- **Document extract**
◆ ◆ ◆ ◆ ◆ ◆ ◆

Chicago-based Nick Cave is presenting an exhibition of works that “speak to issues of racial and social justice and the need for more time and space in contemporary society to cultivate individual dreams and aspirations.” The survey features a “runway” of 10 soundsuits, “Blot” a multimedia video installation, and an immersive “Architectural Forest” composed of thousands of dangling strands of colorful bamboo, all presented in a gallery wrapped with “Buttonwall” fabric. An inventive catalog accompanies the exhibition. It will be produced as “a large tapestry made of durable, weather-resistant material, that, unfurled, can potentially serve an array of functions—wall art, a picnic blanket, a tablecloth—depending on the user’s imagination and preference.”

 


MELVIN EDWARDS, “Steel Life (After Winter),” 2017 (welded steel). | via David Winton Bell Gallery

 
“Melvin Edwards: Festivals, Funerals, and New Life” @ David Winton Bell Gallery, List Art Center, Brown University, Providence, R.I. | Nov. 11, 2017-Feb. 11, 2018

“Broadly concerned with European neocolonialism, histories of race, labor, violence and African diaspora,” Melvin Edwards’s three-dimensional works are composed of re-purposed industrial steel, chains, and machine parts. For this exhibition he is presenting sculptures, prints, and installations produced over the past four decades, from the 1970s to 2017.

 

Installation view of “GARY SIMMONS: Balcony Seating Only,” Regen Projects, Los Angeles. | Image via Regen Projects

 
“Gary Simmons: Balcony Seating Only” @ Regen Projects, Los Angeles | Nov. 11-Dec. 22, 2017

Multidisciplinary artist Gary Simmons considers issues of race, history, politics, class, and sports in his practice. Inspired by the history of cinema and black cultural production, he is presenting new works rendered in his semi-abstract erasure technique. The Los Angeles based artist’s latest exhibition “signals a return to the painterly and features a series of billboard-sized canvases that depict the names of silent and early ‘talkie’ film titles along with the names of their African-American stars.”

◆ ◆ ◆ ◆ ◆ ◆ ◆

- **Problem A**
In the exhibition listings, what materials make up Melvin Edwards's three-dimensional works?
The rows below have no connection to the exhibition listings.

◆ ◆ ◆ ◆ ◆ ◆ ◆

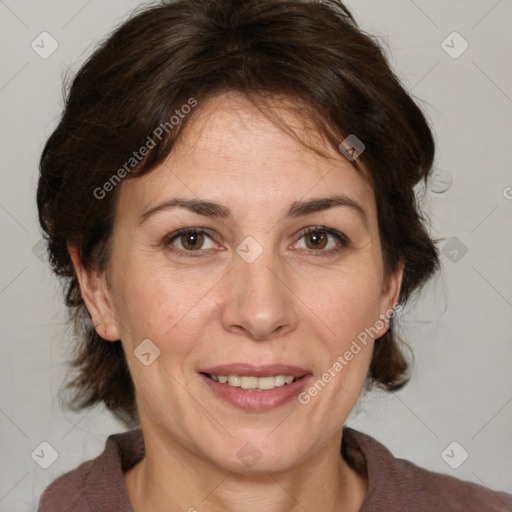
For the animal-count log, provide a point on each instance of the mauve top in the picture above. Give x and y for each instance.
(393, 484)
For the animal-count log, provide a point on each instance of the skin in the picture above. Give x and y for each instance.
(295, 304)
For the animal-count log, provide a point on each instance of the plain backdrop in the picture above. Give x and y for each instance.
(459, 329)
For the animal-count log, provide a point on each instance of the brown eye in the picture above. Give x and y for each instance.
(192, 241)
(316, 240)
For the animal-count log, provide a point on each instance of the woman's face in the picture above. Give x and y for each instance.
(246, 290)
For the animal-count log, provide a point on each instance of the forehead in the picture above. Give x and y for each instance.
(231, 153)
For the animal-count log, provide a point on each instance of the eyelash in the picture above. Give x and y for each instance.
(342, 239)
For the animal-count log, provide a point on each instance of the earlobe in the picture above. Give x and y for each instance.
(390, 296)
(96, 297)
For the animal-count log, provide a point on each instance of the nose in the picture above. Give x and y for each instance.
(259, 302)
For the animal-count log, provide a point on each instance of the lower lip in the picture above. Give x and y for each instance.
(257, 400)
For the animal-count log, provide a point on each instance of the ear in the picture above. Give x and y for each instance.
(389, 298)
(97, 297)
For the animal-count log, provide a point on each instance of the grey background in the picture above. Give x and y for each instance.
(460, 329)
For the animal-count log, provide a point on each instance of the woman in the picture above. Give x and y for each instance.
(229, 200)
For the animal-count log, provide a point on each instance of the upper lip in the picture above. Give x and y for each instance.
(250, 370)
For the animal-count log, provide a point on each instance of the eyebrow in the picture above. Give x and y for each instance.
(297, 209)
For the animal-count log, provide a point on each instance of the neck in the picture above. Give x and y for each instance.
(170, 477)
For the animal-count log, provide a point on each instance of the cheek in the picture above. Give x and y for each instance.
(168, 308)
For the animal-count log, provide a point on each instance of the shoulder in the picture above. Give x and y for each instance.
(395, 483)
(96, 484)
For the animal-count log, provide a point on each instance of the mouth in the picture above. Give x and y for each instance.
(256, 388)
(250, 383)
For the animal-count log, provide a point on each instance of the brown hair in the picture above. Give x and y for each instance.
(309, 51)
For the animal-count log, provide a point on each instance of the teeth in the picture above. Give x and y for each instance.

◆ ◆ ◆ ◆ ◆ ◆ ◆

- **Problem B**
Rewrite the rows from the line containing "of the cheek" through the last row, swapping "animal-count log" for "tally sheet" and keeping everything else the same.

- **Written response A**
Re-purposed industrial steel, chains, and machine parts.

- **Written response B**
For the tally sheet, provide a point on each instance of the cheek in the picture above. Give x and y for each instance.
(168, 308)
For the tally sheet, provide a point on each instance of the shoulder in the picture above. Give x and y for each instance.
(395, 483)
(96, 484)
For the tally sheet, provide a point on each instance of the mouth in the picture above. Give x and y for each instance.
(256, 388)
(250, 383)
For the tally sheet, provide a point on each instance of the brown hair in the picture above. Give x and y for each instance.
(309, 51)
For the tally sheet, provide a point on each instance of the teeth in the picture above. Give x and y for each instance.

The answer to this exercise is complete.